Extract to read:
○ ○ ○

It’s time to eliminate civil asset forfeiture

The following op-ed was published this weekend in the Deseret News.

Police and prosecutors have historically defended civil asset forfeiture—the taking of one’s property by the government without having to convict the property owner of committing a crime—by arguing that it’s necessary to disrupt cartels and large criminal enterprises. The data, however, reveal a different story.

Newly released data for 2018 forfeiture cases in Utah show that only 0.8% of cases involved cash in excess of $50,000—a reasonable threshold for large criminal activity. Even lowering that threshold to $10,000 means only 8.8% cases are above the amount.

In other words, forfeiture is typically utilized in Utah for low-dollar cases — and 98% of all forfeitures in Utah last year involved seizing cash. The median amount taken? A mere $1,731.

The simple economics of this situation highlight the problem: no one in their right mind would hire an attorney for several thousand dollars, or more, in order to try and reclaim such a small sum. It’s little wonder, then, that 64% of cases involved a default judgment, where the person didn’t even attempt to fight back.

To be clear, many of these cases do in fact involve criminals who should not keep their ill-gotten gains. 89% of cases had a criminal charge associated with the seizure, and 60% resulted in conviction. But that still leaves a profound number of Utahns in 2018—and every year—who are presumed innocent, yet their property is accused of guilt and taken from them.

86% of Utahns already agree that civil asset forfeiture should not occur. The Legislature has flirted with minor reforms in recent years, but it’s time to follow other states that have recently led the way, and eliminate civil asset forfeiture entirely.

This does not mean eliminating forfeiture—not at all. Criminal asset forfeiture would remain an option for any prosecutor to pursue, and since so many cases already involve an associated criminal charge, it’s not too much to ask that the forfeiture case be tied together with the criminal case. 

For years, prosecutors and police have unfortunately pushed back against reforming civil asset forfeiture. But it’s time to resolve things in a way where all sides can accomplish their goal and be satisfied.

Law enforcement wants criminals to be dispossessed of their instrumentalities and proceeds of crime. This is a praiseworthy goal—and it’s one that can be realized through criminal asset forfeiture. If Bob steals from a store and later sells these items, Bob can be convicted of burglary and the money he received from the sales can be forfeited, all in the same case. No civil asset forfeiture is needed.

○ ○ ○

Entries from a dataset
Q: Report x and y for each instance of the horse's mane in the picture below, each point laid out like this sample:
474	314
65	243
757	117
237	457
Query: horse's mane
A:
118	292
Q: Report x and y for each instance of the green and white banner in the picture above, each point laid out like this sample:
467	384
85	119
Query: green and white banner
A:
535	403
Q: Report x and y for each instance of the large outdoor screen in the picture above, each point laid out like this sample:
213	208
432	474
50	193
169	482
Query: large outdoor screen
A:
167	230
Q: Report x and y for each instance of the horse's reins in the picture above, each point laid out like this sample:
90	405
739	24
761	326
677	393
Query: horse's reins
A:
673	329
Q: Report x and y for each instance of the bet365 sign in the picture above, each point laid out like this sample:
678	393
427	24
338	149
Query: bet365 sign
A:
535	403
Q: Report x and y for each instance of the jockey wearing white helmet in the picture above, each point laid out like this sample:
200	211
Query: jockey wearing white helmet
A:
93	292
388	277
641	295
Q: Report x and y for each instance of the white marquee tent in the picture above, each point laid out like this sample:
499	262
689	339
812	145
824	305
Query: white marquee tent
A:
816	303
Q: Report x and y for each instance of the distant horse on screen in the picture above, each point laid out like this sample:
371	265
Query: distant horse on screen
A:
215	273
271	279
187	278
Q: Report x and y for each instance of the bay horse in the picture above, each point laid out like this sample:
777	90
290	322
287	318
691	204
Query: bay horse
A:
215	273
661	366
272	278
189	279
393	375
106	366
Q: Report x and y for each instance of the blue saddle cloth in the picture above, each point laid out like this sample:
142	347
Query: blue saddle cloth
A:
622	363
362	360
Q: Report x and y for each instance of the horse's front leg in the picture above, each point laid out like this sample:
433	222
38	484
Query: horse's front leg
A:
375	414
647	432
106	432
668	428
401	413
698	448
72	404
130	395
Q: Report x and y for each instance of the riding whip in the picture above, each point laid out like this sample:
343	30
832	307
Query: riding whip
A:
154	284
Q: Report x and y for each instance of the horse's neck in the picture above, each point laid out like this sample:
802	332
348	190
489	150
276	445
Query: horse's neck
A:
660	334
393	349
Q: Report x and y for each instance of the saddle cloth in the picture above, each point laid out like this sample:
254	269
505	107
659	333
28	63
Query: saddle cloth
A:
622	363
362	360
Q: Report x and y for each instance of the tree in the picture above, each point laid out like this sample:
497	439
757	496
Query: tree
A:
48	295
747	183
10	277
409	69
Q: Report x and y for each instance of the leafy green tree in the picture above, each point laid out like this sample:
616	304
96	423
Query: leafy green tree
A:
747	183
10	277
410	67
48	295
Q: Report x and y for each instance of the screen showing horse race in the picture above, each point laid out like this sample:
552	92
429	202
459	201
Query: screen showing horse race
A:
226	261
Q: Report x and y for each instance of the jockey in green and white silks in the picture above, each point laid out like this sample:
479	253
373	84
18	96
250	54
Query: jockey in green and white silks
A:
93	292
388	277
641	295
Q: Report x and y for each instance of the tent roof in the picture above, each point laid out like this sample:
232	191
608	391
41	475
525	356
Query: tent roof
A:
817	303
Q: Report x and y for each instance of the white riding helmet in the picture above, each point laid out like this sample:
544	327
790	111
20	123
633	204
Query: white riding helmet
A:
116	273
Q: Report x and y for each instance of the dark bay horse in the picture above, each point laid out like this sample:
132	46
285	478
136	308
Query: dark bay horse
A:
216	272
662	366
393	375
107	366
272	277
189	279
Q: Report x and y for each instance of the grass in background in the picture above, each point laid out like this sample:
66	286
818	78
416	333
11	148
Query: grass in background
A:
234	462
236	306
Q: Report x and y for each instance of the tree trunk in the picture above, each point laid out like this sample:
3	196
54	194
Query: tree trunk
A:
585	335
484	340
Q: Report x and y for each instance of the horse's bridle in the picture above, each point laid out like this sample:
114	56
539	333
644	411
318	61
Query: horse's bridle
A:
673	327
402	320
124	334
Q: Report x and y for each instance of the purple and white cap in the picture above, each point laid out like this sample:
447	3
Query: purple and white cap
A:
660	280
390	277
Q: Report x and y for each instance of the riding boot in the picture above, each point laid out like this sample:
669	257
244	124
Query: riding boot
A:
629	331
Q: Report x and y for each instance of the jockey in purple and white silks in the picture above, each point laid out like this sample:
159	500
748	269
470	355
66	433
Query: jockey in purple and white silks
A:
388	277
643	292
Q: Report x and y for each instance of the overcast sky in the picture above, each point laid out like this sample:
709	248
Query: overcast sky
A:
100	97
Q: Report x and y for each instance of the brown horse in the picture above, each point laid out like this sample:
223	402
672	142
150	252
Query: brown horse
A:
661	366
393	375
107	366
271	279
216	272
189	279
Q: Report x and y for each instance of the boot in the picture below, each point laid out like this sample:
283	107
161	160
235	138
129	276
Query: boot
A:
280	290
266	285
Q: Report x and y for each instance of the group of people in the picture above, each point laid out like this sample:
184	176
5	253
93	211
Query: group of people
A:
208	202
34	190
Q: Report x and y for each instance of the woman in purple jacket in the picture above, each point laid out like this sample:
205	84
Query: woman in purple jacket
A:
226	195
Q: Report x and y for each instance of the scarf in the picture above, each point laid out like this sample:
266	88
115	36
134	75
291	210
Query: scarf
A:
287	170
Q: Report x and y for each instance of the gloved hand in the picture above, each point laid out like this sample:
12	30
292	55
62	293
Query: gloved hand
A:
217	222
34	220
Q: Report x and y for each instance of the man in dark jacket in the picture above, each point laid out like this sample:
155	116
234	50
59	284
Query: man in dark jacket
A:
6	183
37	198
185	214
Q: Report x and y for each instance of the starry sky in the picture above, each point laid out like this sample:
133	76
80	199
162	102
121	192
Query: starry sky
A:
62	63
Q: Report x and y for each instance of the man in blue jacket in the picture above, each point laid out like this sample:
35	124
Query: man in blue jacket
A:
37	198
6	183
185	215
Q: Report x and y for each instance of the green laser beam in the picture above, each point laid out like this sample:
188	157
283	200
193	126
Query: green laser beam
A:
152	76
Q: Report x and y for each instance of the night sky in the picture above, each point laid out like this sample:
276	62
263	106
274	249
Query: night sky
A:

○ ○ ○

Instruction A:
In the op-ed on civil asset forfeiture, what was the median amount taken in Utah forfeiture cases in 2018?
Instruction B:
Continue the op-ed on civil asset forfeiture, starting right after its final sentence.

Expected answer A:
$1,731

Expected answer B:
And the conviction requirement can be waived in cases where there is no one to prosecute—say, for example, an alleged drug mule driving along I-80 who disclaims interest in the money that’s seized and claims it’s not his. If a person flees Utah or doesn’t assert any connection to the seized property, that property can be forfeited without a criminal conviction. 

But requiring the conviction as a general rule balances the other side of the equation: property rights and due process. Indeed, law enforcement has been quick to state in legislative hearings that they do not want to take property from innocent people. However, unless and until property owners are proven guilty and convicted, they are indeed presumed innocent. Utah’s forfeiture law should reflect that, so the aspirations expressed by law enforcement are realized.

In short, eliminating civil forfeiture, and utilizing criminal forfeiture instead, helps balance the interests of the public and law enforcement by letting innocent people keep their property and only taking it when the government has met its burden to convict the person of a crime.

Recent cases in the Utah Supreme Court and U.S. Supreme Court dealing with civil asset forfeiture have been unanimously decided against the government, and in favor of stronger protections for property owners. And several states have recently reformed their laws to eliminate civil asset forfeiture or require a criminal conviction as a prerequisite.

It is time for the beehive state to join them and resolve the issue once and for all. To both protect innocent Utahns and allow law enforcement to fight crime, civil asset forfeiture should be eliminated in favor of using criminal asset forfeiture instead.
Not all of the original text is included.